> **Required actions**
1. Please list every sentence in the passage about reading a novel that contains the phrase "imaginary world."
2. Condense the paragraph beginning "Think, for example, of reading a good novel" in the passage about reading a novel into a shorter version that keeps its main points.

> **Extract to read**
Think, for example, of reading a good novel. We use our sense of sight to read, but the words on the page are not the form of art in itself. The art is actually found in the imaginary world. The words from the novel paint the world in our minds and we transcend to this place as we read. The better the descriptions and the more relatable the characters, the more we are able to truly engross ourselves in this imaginary world. The sense of sight then uses a real object to call us to an imaginary world which includes universal ideas. As we go deeper into the imaginary world, we connect ourselves more to these universal ideas. If we attempted to use the same techniques found in the 4D theatre experience while reading a good novel, our experience would immediately change. What if we were able to touch the texture of the clothes of the characters or smell the food described in a dinner scene? I would argue that these physical elements would only distract and detract from the aesthetic experience. The novel carries the reader to an imaginary world and the proximate senses, most likely, will only bring him or her back to the real world.

> **Dataset extract**
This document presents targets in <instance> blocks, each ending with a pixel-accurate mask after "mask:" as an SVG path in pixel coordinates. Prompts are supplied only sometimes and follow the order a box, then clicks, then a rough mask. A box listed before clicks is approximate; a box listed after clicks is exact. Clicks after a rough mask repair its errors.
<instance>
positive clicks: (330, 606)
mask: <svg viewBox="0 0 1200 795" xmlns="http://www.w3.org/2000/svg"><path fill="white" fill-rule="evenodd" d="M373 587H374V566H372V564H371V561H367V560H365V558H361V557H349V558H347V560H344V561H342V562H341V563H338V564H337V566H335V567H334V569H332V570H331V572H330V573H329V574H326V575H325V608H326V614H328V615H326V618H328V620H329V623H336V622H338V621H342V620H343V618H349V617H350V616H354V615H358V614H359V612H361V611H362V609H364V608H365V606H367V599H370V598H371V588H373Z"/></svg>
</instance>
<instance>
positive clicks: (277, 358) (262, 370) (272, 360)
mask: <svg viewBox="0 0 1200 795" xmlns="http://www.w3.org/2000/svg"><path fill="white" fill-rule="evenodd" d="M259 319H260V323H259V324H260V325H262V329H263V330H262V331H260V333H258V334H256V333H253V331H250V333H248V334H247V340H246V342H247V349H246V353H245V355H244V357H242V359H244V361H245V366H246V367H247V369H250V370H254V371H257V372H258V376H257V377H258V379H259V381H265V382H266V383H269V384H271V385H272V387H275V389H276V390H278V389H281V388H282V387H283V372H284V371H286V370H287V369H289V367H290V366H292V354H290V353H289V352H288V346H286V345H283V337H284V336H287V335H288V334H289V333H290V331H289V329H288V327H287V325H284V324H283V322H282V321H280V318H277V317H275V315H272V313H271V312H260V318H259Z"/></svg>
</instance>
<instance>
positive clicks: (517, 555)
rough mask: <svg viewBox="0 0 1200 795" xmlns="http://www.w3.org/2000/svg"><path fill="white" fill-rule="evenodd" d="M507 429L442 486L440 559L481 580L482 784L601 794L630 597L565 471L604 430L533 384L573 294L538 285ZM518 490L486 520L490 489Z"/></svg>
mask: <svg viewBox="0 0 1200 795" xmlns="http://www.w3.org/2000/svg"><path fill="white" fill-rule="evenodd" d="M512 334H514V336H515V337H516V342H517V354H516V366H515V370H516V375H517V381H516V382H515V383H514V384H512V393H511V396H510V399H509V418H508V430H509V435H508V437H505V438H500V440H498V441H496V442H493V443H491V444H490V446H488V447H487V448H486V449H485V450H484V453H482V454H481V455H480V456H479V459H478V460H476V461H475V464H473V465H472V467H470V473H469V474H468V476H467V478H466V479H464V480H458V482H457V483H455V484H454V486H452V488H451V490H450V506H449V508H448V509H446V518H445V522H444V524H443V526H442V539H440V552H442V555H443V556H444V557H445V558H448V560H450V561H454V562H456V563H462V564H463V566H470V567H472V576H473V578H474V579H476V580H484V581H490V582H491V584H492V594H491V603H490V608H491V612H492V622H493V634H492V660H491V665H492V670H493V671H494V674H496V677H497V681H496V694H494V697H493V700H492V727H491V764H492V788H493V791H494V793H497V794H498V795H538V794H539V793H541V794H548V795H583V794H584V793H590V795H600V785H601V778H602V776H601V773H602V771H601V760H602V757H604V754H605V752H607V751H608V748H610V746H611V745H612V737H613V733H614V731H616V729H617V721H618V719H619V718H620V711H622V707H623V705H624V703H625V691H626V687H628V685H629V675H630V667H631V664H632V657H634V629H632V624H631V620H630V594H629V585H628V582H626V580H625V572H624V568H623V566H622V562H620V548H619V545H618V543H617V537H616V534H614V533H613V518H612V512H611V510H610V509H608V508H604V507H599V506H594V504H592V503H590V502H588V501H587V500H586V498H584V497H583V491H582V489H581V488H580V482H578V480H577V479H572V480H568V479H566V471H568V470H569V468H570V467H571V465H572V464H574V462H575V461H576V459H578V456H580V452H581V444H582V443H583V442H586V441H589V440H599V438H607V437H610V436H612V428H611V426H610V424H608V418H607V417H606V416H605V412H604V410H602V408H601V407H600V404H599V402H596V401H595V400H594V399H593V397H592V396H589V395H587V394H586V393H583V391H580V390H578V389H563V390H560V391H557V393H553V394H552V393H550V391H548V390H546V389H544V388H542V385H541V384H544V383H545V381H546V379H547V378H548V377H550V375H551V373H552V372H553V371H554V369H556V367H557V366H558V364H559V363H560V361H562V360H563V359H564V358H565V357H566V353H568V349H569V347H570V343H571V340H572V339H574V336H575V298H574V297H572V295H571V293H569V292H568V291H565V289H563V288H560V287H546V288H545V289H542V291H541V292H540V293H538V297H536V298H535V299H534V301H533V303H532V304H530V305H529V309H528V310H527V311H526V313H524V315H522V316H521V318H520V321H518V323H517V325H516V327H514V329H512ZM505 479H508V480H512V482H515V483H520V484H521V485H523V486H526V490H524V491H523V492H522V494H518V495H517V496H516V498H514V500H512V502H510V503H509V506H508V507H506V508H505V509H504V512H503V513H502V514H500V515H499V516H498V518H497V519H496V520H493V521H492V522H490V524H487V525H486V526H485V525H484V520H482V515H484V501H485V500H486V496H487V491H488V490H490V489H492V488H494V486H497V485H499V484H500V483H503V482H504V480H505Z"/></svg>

> **Answers given**
1.
- The art is actually found in the imaginary world.
- The better the descriptions and the more relatable the characters, the more we are able to truly engross ourselves in this imaginary world.
- The sense of sight then uses a real object to call us to an imaginary world which includes universal ideas.
- As we go deeper into the imaginary world, we connect ourselves more to these universal ideas.
- The novel carries the reader to an imaginary world and the proximate senses, most likely, will only bring him or her back to the real world.

2. Reading a novel relies on sight, but the art lies in the imaginary world the words create in our minds, not in the words themselves. Better descriptions and more relatable characters draw us further into that world, which holds universal ideas, and the deeper we go, the more we connect with them. Adding 4D theatre techniques, such as touching the characters' clothes or smelling food from a dinner scene, would distract and detract from the aesthetic experience, because the proximate senses would likely pull the reader back to the real world.